_What you have to do:_ Starting at the line that contains "TARGET = ear", restate each line word for word through the final line of the data, keeping both ends.

BEGIN Given data

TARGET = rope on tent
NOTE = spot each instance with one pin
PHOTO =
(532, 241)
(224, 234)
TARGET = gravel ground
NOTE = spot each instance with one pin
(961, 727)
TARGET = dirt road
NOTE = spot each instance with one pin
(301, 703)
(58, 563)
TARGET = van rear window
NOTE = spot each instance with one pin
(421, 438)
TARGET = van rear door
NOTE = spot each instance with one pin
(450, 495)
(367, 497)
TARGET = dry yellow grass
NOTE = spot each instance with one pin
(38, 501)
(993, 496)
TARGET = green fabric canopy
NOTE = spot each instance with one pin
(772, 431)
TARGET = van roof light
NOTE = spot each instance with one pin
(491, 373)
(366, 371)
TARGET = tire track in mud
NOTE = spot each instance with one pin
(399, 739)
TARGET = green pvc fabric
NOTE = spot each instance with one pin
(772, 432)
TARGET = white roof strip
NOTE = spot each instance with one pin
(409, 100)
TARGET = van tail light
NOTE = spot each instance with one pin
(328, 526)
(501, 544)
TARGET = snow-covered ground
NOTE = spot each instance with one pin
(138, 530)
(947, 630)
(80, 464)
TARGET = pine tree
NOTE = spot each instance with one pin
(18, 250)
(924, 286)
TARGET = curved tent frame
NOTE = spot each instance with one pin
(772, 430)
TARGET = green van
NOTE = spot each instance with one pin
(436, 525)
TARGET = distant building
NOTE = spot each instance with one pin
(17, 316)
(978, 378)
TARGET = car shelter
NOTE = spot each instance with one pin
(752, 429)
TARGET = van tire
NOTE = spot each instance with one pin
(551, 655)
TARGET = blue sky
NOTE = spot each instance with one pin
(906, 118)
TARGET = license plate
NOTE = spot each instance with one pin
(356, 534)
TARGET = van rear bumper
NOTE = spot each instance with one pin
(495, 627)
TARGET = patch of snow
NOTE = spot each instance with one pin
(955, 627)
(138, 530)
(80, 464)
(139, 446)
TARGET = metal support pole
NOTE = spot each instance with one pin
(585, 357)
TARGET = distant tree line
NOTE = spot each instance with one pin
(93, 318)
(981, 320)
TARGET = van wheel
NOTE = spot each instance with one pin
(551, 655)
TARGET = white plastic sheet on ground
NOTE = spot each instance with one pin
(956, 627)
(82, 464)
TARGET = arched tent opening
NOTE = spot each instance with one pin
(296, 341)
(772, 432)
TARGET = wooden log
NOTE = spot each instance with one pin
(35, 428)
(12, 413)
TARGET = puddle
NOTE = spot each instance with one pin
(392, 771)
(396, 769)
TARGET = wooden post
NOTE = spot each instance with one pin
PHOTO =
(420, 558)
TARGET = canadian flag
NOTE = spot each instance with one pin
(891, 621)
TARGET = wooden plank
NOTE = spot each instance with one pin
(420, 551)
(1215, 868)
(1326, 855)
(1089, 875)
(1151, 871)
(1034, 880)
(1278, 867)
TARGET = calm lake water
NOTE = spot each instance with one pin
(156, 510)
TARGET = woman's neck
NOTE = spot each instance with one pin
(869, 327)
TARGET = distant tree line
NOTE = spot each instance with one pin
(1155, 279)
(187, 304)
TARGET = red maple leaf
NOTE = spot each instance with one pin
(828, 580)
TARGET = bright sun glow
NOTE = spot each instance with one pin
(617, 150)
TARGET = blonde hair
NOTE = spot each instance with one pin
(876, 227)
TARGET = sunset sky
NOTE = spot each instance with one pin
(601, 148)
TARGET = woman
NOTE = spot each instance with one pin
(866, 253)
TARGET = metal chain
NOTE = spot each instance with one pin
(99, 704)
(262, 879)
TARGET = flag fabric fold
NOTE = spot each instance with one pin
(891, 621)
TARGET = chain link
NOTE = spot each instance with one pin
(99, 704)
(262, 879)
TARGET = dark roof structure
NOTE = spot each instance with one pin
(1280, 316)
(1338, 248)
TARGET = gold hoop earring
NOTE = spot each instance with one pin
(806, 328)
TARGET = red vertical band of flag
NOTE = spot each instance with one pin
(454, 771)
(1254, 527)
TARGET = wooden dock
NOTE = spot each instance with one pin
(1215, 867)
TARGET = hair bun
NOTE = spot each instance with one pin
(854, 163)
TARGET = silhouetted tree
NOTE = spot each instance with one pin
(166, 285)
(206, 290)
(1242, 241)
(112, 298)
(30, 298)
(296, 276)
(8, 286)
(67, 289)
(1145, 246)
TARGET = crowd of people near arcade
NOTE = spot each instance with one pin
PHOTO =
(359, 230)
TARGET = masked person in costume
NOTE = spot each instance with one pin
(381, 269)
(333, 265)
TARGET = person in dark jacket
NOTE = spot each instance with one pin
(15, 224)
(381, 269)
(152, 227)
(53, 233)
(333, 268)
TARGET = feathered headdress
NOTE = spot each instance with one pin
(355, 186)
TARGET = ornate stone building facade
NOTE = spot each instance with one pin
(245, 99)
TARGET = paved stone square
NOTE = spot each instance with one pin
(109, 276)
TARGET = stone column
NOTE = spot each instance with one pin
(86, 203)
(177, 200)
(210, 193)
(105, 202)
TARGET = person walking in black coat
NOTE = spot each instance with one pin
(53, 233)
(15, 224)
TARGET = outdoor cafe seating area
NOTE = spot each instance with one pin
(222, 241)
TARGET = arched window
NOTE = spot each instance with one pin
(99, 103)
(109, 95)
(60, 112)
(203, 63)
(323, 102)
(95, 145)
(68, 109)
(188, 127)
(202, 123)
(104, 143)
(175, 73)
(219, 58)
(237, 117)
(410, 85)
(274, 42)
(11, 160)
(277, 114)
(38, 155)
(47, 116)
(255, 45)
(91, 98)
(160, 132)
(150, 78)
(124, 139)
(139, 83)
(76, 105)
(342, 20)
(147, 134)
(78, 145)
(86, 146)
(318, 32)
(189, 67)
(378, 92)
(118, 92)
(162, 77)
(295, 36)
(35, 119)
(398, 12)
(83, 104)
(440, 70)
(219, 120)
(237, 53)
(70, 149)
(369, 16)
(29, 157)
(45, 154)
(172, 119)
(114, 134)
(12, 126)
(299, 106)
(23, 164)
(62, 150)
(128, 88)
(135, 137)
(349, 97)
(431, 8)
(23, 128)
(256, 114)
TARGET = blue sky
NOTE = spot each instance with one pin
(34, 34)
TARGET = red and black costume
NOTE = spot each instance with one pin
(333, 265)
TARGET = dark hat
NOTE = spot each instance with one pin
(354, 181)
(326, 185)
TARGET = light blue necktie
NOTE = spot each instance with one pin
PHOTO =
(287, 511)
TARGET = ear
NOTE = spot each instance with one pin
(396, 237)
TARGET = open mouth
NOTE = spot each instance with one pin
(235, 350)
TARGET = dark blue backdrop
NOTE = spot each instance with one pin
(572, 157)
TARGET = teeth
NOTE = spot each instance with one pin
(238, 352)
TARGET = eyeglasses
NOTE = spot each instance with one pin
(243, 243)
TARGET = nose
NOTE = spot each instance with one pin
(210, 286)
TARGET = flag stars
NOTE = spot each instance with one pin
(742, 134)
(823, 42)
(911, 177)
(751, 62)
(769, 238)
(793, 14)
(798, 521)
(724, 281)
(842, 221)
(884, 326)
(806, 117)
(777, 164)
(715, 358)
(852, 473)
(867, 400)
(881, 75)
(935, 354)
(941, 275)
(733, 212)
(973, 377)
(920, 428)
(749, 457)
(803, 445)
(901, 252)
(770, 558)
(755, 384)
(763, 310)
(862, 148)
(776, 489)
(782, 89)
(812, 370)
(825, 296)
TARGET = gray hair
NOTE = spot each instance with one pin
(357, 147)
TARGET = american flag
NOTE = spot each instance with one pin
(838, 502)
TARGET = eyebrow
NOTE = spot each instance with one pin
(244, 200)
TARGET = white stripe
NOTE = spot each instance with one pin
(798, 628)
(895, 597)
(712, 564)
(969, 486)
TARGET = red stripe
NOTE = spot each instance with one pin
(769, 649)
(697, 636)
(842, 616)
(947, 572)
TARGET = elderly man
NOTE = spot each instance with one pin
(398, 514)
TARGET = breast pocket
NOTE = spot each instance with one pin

END Given data

_Solution for this problem:_
TARGET = ear
NOTE = spot each instance with one pin
(396, 237)
TARGET = open mouth
NOTE = spot each instance with one pin
(235, 350)
TARGET = dark blue backdrop
NOTE = spot each instance with one pin
(572, 157)
TARGET = teeth
NOTE = spot each instance with one pin
(238, 352)
TARGET = eyeglasses
NOTE = spot each instance with one pin
(243, 243)
TARGET = nose
NOTE = spot each instance with one pin
(210, 286)
TARGET = flag stars
NOTE = spot each instance with one pin
(742, 134)
(823, 42)
(911, 177)
(751, 62)
(769, 238)
(793, 14)
(798, 521)
(724, 281)
(842, 221)
(884, 326)
(806, 117)
(777, 164)
(715, 358)
(852, 473)
(867, 400)
(881, 75)
(935, 354)
(941, 275)
(733, 212)
(973, 377)
(920, 428)
(749, 457)
(803, 445)
(901, 252)
(770, 558)
(755, 384)
(763, 310)
(862, 148)
(776, 489)
(782, 89)
(812, 370)
(825, 296)
TARGET = gray hair
NOTE = spot each instance with one pin
(357, 147)
TARGET = american flag
NOTE = spot each instance with one pin
(838, 502)
TARGET = eyebrow
NOTE = spot each instance with one pin
(244, 200)
TARGET = white stripe
NOTE = spot each instance with one pin
(798, 628)
(895, 597)
(712, 564)
(969, 486)
TARGET = red stripe
NOTE = spot each instance with one pin
(769, 649)
(697, 636)
(842, 616)
(947, 572)
TARGET = elderly man
NOTE = spot each instance with one pin
(398, 514)
TARGET = breast pocket
NOTE = spot each instance with one pin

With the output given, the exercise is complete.